§ **Travail demandé**
Reprenez mot pour mot l'intégralité du texte sur le manga Sayuri.

§ **Document source**
Quand on apprécie le travail d'un auteur, je pense qu'un réflexe normal est de chercher des récurrences dans son oeuvre, que ce soit dans le style (ici très marqué, on y reviendra) ou dans les thématiques développées. Et sur les quelques mangas de
Rensuke Oshikiri qui nous sont proposés en France, il y a déjà un élément qui saute aux yeux : le travail sur les difficultés et les blessures de l'enfance. Que ce soit dans Bip-Bip Boy, son récit autobiographique sur la difficile construction de son identité lorsque l'on est enfant, Hi Score Girl, récit nostalgique plus doux sur le rapport aux autres, aux loisirs… et le fait de grandir, ou le Perce Neige, que je n'ai même pas besoin d'avoir lu pour pouvoir deviner qu'il parle de façon brutale de l'enfance, du harcèlement et d'un cycle de violence d'autant plus insoutenable qu'il concerne justement des enfants… Tous ces titres dépeignent les difficultés de cette période de la vie. Et
Sayuri ne fait pas exception, puisque cette histoire de maison hantée est surtout un prétexte pour parler de l'enfance, du rapport à la famille et des blessures involontaires qu'elle peut causer.
Nous partageons donc le point de vue de Norio, deuxième enfant de la fratrie et adolescent bien dans sa peau, alors que toute la famille emménage dans une grande maison au point de vue des plus agréables. La taille de la bâtisse devrait permettre à chacun de s'épanouir comme il se doit, que ce soit les parents, les grands parents qui vivent également là, ou les trois enfants.

[Extraits du jeu de données sur le pointage d'objets]

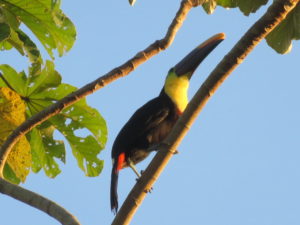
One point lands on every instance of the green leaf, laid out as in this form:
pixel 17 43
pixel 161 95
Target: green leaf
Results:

§ **Réponse finale**
Quand on apprécie le travail d'un auteur, je pense qu'un réflexe normal est de chercher des récurrences dans son oeuvre, que ce soit dans le style (ici très marqué, on y reviendra) ou dans les thématiques développées. Et sur les quelques mangas de
Rensuke Oshikiri qui nous sont proposés en France, il y a déjà un élément qui saute aux yeux : le travail sur les difficultés et les blessures de l'enfance. Que ce soit dans Bip-Bip Boy, son récit autobiographique sur la difficile construction de son identité lorsque l'on est enfant, Hi Score Girl, récit nostalgique plus doux sur le rapport aux autres, aux loisirs… et le fait de grandir, ou le Perce Neige, que je n'ai même pas besoin d'avoir lu pour pouvoir deviner qu'il parle de façon brutale de l'enfance, du harcèlement et d'un cycle de violence d'autant plus insoutenable qu'il concerne justement des enfants… Tous ces titres dépeignent les difficultés de cette période de la vie. Et
Sayuri ne fait pas exception, puisque cette histoire de maison hantée est surtout un prétexte pour parler de l'enfance, du rapport à la famille et des blessures involontaires qu'elle peut causer.
Nous partageons donc le point de vue de Norio, deuxième enfant de la fratrie et adolescent bien dans sa peau, alors que toute la famille emménage dans une grande maison au point de vue des plus agréables. La taille de la bâtisse devrait permettre à chacun de s'épanouir comme il se doit, que ce soit les parents, les grands parents qui vivent également là, ou les trois enfants.